** start of Exercise input **

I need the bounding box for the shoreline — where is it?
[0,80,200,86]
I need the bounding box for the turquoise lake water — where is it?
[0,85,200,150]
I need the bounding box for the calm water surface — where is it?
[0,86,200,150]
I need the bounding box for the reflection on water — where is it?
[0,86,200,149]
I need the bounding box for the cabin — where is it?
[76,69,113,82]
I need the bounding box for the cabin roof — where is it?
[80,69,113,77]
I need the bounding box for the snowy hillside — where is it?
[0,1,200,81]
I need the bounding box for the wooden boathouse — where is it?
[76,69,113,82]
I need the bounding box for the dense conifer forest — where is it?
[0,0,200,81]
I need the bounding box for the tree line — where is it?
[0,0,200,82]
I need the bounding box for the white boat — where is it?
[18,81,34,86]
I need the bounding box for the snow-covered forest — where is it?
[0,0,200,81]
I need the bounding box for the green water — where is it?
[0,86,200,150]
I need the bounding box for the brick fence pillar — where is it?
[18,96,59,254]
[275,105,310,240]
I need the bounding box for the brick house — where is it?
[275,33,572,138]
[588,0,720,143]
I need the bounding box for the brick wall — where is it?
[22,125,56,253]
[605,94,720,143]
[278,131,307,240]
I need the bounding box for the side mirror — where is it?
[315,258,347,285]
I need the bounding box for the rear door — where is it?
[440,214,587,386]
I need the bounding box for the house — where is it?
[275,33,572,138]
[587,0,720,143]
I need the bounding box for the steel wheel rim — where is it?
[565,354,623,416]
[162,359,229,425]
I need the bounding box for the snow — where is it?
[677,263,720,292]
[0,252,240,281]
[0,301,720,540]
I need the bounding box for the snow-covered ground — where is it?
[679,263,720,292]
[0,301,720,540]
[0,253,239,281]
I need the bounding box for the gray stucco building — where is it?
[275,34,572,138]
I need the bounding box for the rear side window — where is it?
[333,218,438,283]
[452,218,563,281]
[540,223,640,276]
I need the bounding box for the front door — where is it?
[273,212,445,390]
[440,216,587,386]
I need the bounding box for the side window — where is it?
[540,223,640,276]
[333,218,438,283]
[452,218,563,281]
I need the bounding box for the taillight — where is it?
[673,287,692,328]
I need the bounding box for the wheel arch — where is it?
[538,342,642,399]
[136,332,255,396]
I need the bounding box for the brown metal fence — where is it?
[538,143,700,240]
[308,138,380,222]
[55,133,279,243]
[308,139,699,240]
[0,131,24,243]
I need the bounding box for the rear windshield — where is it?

** end of Exercise input **

§ Task description
Rewrite all of the material above, replacing "bounding box" with "location" wherever it occurs and changing nothing else.

§ Solved problem
I need the location for the shoreline — where is it?
[0,80,200,86]
I need the location for the turquoise lake water — where is it?
[0,85,200,150]
I need the location for the calm water surface — where is it?
[0,86,200,150]
I need the location for the reflection on water — where is it?
[0,86,200,149]
I need the location for the cabin — where is it?
[76,69,113,82]
I need the location for the cabin roof — where is it?
[80,69,113,77]
I need the location for the snowy hillside — where is it?
[0,1,200,81]
I need the location for the wooden boathouse — where is it?
[76,69,113,82]
I need the location for the dense conifer forest — where is it?
[0,0,200,81]
I need the location for the tree line — where is it?
[0,0,200,82]
I need the location for the white boat — where is it?
[18,81,34,86]
I need the location for the snow-covered forest — where is it?
[0,0,200,81]
I need the location for the green water — where is it?
[0,86,200,150]
I need the location for the brick fence pillar — where is it?
[18,96,59,254]
[275,105,310,240]
I need the location for the brick house — where is it?
[275,33,572,138]
[588,0,720,143]
I need the location for the brick wall — where is it?
[22,125,56,253]
[605,94,720,143]
[278,131,307,240]
I need the location for the side mirror — where is it?
[315,258,347,285]
I need the location for the rear door — where is it?
[440,214,587,386]
I need the location for the house — where is it?
[275,33,572,138]
[587,0,720,143]
I need the location for the steel wheel rim — where is it?
[565,354,623,416]
[162,359,229,425]
I need the location for the snow — where is it?
[677,263,720,292]
[0,252,240,281]
[0,301,720,540]
I need the location for the snow-covered ground — where is it?
[679,263,720,292]
[0,301,720,540]
[0,253,239,281]
I need the location for the gray stucco building — where is it?
[275,34,572,138]
I need the location for the rear side window — where is it?
[333,218,438,283]
[452,218,563,281]
[540,223,640,276]
I need the location for the front door — where is it?
[273,212,445,390]
[440,216,587,386]
I need the location for the side window — where is it?
[540,223,640,276]
[333,218,438,283]
[452,218,563,281]
I need the location for the taillight — where is it?
[673,287,692,328]
I need the location for the wheel arch — where is it?
[538,342,642,399]
[136,332,255,396]
I need the location for the brown metal fence — where is it?
[538,143,700,240]
[308,138,380,222]
[55,133,279,243]
[308,139,699,240]
[0,131,24,243]
I need the location for the rear windshield — where is it?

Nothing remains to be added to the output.